Challenges →
- 1) Copy the Visage text from "Visage is an" up to and including "data analysis environment.", switching "dynamic scaling" to "interactive scaling" wherever it occurs.
- 2) According to the Visage text, what role does SAGE play in relation to Visage?

Text →
1. Extensional Expressions. Often, it is easier to indicate sets of objects via direct manipulation than to create an expression defining the set. The bounding box in Figure 1 selects some houses near the border between Squirrel Hill and Point Breeze. This is an extensional operation because the set of points is selected without conveying the underlying intent of the set. Consequently, if the border were later changed and the neighborhood attribute of the affected houses were updated, no mechanism could infer the change in the selected set. In general, extensional queries can’t be reused on different data.
2. Intentional Expressions. An analogous intentional query would, for instance, select "all houses within 100 yards of a house with a different value for neighborhood attribute." Intentional queries have a declarative representation distinct from what they evaluate to on the current data, and so can be reused.

• VQE includes a schema browser similar to Figure 2 (top), as well as providing a graphical representation of the query which more easily allows users to find the attributes they need.
• Visage has been integrated with the SAGE system [10,11] for automated design of visualizations that integrate many attributes. SAGE is a visualization server to Visage, which renders SAGE graphic designs so that they are subject to all direct manipulation operations.
• Visage provides direct manipulation operations that allow users to make extensional queries, while VQE allows the creation of intentional queries. Furthermore, the integration of VQE with SAGE enables the visualization of attributes derived from multiple data objects.

1.1 Visage

Visage is an information centric [10,11] user interface environment for data exploration and for creating interfaces to data-intensive applications. Data objects are represented as first class interface objects that can be manipulated using a common set of basic operations, such as drill-down and roll-up, drag-and-drop, copy, and dynamic scaling. These operations are universally applicable across the environment, whether graphical objects appear in a hierarchical table, a map, a slide show, a query, or other application user interface. Furthermore, graphical objects can be dragged across application UI boundaries. Integrating the visualization system directly with an underlying database, rather than just deriving visualizations from otherwise isolated tables, is key to coordinating visualization applications with the other components of an exploratory data analysis environment.

Visage includes ubiquitous extensional query operations. A user can navigate from the visual representation of any database object to other related objects. For instance, from a graphical object representing a real estate sales agent, one can navigate to all the houses listed by that agent. It is also possible to aggregate database objects into a new object, which will have attributes derived from its elements. For instance, we could aggregate the houses listed by John and look up their average size or recompose this set into sub-aggregates based on neighborhood or number of rooms (i.e. all Shadyside houses listed by John with 8 rooms).

Recorded data →
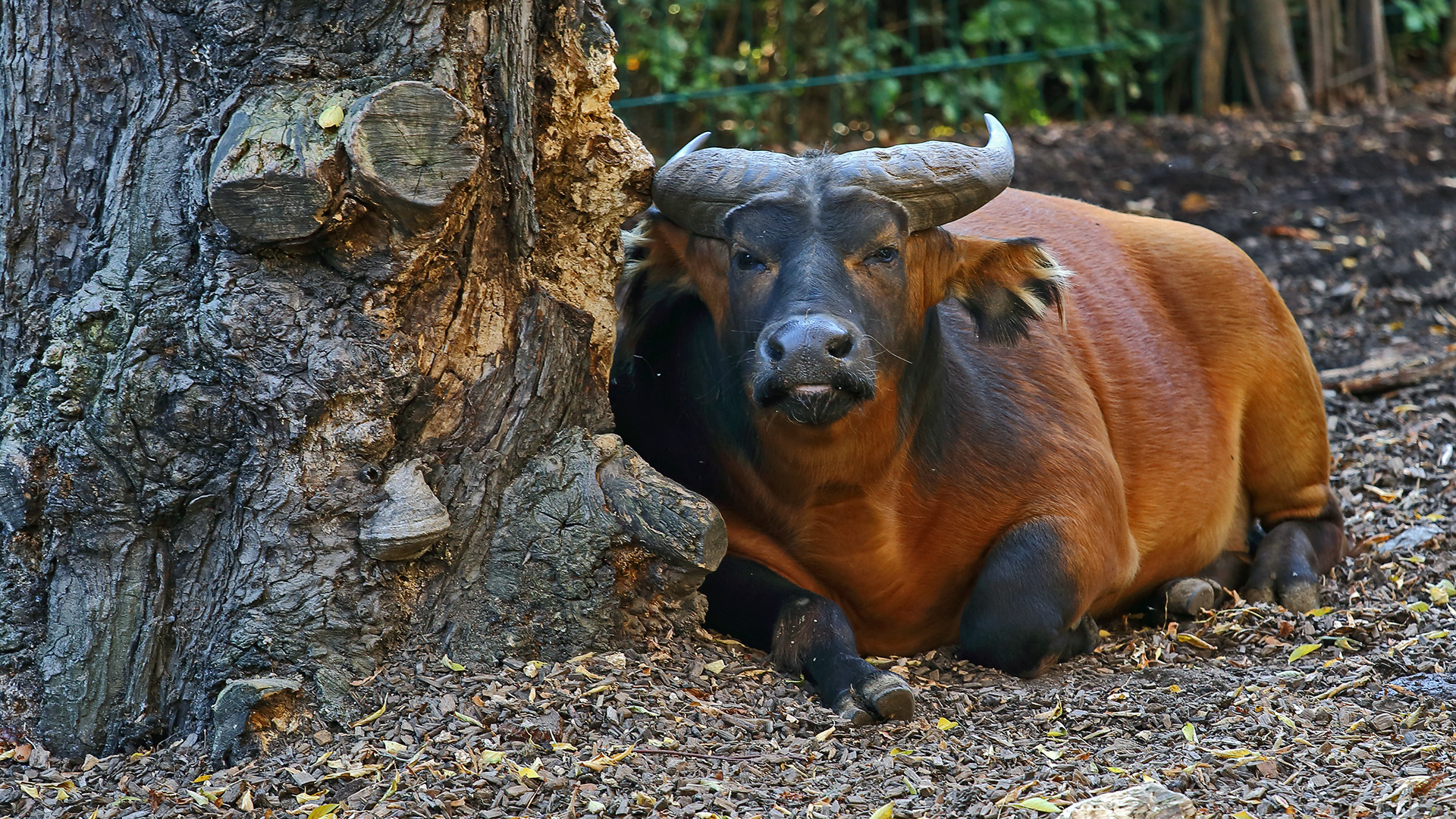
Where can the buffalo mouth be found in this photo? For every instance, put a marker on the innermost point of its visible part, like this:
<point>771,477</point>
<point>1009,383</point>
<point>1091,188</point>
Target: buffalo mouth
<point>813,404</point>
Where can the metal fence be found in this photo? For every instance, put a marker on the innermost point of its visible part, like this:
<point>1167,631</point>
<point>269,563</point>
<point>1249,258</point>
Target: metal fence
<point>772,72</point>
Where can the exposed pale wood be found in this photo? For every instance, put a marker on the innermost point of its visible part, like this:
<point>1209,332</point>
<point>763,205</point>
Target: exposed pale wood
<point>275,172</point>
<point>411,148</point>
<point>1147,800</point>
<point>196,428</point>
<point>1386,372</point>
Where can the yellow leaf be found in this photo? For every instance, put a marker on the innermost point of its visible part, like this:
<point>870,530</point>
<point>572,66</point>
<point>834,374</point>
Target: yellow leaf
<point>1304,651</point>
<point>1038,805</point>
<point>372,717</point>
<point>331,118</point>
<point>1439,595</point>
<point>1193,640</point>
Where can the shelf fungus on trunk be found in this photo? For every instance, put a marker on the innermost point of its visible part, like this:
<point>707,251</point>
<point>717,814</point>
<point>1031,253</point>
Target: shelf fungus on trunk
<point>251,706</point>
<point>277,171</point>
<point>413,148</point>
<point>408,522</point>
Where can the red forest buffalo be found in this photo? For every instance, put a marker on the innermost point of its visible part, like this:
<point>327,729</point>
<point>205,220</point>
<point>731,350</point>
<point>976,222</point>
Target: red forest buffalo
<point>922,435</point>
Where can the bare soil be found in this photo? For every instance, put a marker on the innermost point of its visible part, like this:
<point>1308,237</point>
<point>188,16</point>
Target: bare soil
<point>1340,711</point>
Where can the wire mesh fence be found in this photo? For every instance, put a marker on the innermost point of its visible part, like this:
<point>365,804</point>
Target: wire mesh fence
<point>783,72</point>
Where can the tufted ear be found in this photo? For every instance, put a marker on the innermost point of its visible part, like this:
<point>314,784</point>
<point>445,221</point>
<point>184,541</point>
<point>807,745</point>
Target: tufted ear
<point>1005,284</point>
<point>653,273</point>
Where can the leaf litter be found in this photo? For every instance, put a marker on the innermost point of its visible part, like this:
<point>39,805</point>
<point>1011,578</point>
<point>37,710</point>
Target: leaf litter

* * *

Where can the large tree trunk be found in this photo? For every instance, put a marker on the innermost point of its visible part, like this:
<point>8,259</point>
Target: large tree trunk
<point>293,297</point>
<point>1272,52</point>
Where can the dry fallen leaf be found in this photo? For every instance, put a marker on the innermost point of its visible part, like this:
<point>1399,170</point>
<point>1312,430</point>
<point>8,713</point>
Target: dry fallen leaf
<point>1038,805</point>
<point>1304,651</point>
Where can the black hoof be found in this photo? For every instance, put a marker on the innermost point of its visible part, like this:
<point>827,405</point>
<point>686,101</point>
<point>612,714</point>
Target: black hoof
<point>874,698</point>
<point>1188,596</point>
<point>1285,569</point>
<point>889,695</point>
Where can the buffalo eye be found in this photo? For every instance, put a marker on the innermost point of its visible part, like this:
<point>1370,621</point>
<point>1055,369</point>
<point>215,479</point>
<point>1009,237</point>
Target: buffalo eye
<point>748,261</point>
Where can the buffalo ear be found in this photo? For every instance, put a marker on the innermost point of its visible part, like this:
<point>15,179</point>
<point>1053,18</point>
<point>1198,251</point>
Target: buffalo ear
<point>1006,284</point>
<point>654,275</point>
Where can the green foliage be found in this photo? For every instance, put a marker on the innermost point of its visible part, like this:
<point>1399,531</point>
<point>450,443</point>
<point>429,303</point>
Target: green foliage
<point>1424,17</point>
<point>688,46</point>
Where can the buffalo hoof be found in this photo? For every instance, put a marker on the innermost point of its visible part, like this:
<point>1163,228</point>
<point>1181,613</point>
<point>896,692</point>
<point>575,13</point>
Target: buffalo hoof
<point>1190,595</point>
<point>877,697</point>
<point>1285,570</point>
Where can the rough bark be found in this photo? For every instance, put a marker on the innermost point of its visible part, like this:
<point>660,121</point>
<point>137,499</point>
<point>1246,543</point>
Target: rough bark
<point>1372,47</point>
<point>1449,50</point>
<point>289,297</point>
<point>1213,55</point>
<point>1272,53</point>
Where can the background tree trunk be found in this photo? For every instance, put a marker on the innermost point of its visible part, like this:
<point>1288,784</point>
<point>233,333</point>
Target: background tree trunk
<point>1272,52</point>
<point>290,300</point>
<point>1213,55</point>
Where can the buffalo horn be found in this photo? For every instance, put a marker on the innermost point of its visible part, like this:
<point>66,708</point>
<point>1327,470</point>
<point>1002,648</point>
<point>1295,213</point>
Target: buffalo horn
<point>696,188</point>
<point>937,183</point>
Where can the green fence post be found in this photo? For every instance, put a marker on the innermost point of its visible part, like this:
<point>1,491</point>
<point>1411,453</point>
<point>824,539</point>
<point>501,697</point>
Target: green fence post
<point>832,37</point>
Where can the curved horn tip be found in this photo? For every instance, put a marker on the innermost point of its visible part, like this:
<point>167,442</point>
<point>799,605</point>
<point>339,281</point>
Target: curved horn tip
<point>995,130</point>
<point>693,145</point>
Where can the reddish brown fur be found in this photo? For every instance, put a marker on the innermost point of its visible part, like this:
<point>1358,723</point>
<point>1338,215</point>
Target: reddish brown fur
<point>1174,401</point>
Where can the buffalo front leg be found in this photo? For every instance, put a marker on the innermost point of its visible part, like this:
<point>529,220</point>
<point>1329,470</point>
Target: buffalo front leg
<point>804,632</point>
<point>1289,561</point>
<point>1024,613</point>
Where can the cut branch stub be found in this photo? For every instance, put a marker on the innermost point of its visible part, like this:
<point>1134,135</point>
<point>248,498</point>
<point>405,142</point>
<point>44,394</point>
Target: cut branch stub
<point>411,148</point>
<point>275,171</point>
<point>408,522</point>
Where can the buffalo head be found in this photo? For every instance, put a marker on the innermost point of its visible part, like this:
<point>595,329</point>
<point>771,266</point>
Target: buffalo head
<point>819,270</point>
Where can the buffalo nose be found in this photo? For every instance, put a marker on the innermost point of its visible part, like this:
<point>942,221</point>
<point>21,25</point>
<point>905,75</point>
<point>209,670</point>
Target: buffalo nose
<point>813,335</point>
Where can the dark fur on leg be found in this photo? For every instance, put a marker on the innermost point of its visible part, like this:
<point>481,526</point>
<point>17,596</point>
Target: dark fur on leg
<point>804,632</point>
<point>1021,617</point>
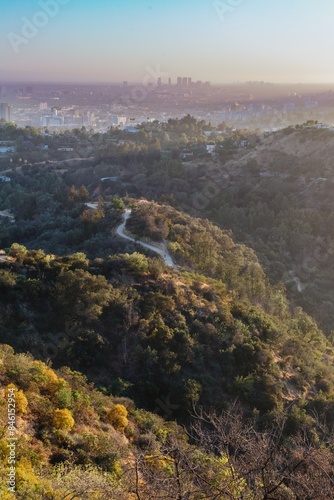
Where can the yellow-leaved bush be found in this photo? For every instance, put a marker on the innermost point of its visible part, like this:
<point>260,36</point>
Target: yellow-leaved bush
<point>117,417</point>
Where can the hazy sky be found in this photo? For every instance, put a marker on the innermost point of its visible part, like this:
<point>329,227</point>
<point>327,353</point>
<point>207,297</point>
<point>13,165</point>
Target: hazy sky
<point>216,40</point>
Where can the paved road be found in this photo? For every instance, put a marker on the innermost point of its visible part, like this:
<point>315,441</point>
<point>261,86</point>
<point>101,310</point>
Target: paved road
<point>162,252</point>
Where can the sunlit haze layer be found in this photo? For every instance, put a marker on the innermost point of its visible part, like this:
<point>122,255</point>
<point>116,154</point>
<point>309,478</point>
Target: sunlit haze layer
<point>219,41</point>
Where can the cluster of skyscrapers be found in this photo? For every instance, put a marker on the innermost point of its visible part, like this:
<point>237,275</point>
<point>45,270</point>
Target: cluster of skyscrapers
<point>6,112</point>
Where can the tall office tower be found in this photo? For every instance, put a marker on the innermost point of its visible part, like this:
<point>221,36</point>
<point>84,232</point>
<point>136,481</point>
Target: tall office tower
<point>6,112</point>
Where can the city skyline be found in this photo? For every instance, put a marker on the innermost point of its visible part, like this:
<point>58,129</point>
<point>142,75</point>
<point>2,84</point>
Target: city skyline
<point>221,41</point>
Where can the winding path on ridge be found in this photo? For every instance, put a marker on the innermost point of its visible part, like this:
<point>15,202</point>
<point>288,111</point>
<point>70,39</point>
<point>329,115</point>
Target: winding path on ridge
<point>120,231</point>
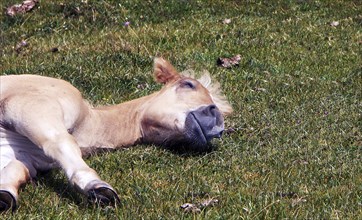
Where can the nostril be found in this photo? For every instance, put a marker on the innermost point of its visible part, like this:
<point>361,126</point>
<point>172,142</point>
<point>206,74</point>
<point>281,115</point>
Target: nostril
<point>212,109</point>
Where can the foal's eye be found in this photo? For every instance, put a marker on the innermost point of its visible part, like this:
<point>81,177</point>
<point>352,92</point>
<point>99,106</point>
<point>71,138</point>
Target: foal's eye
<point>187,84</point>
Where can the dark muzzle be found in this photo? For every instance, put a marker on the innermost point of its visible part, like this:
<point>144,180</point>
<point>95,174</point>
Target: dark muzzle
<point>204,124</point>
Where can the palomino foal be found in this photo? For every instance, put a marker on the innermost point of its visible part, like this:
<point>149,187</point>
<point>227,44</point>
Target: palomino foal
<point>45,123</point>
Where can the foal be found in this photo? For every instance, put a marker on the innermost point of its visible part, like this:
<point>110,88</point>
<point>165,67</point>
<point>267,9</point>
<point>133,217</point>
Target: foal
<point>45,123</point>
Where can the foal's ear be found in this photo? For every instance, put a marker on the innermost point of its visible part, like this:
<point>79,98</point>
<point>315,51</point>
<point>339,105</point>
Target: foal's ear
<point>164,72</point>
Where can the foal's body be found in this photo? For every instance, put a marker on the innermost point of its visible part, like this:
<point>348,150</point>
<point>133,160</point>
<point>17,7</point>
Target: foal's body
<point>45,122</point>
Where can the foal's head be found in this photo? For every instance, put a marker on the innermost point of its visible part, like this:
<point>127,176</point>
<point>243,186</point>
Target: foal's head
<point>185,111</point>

Responses to the exercise →
- 1)
Visage is an information centric [10,11] user interface environment for data exploration and for creating interfaces to data-intensive applications. Data objects are represented as first class interface objects that can be manipulated using a common set of basic operations, such as drill-down and roll-up, drag-and-drop, copy, and interactive scaling. These operations are universally applicable across the environment, whether graphical objects appear in a hierarchical table, a map, a slide show, a query, or other application user interface. Furthermore, graphical objects can be dragged across application UI boundaries. Integrating the visualization system directly with an underlying database, rather than just deriving visualizations from otherwise isolated tables, is key to coordinating visualization applications with the other components of an exploratory data analysis environment.

- 2) SAGE is a visualization server to Visage.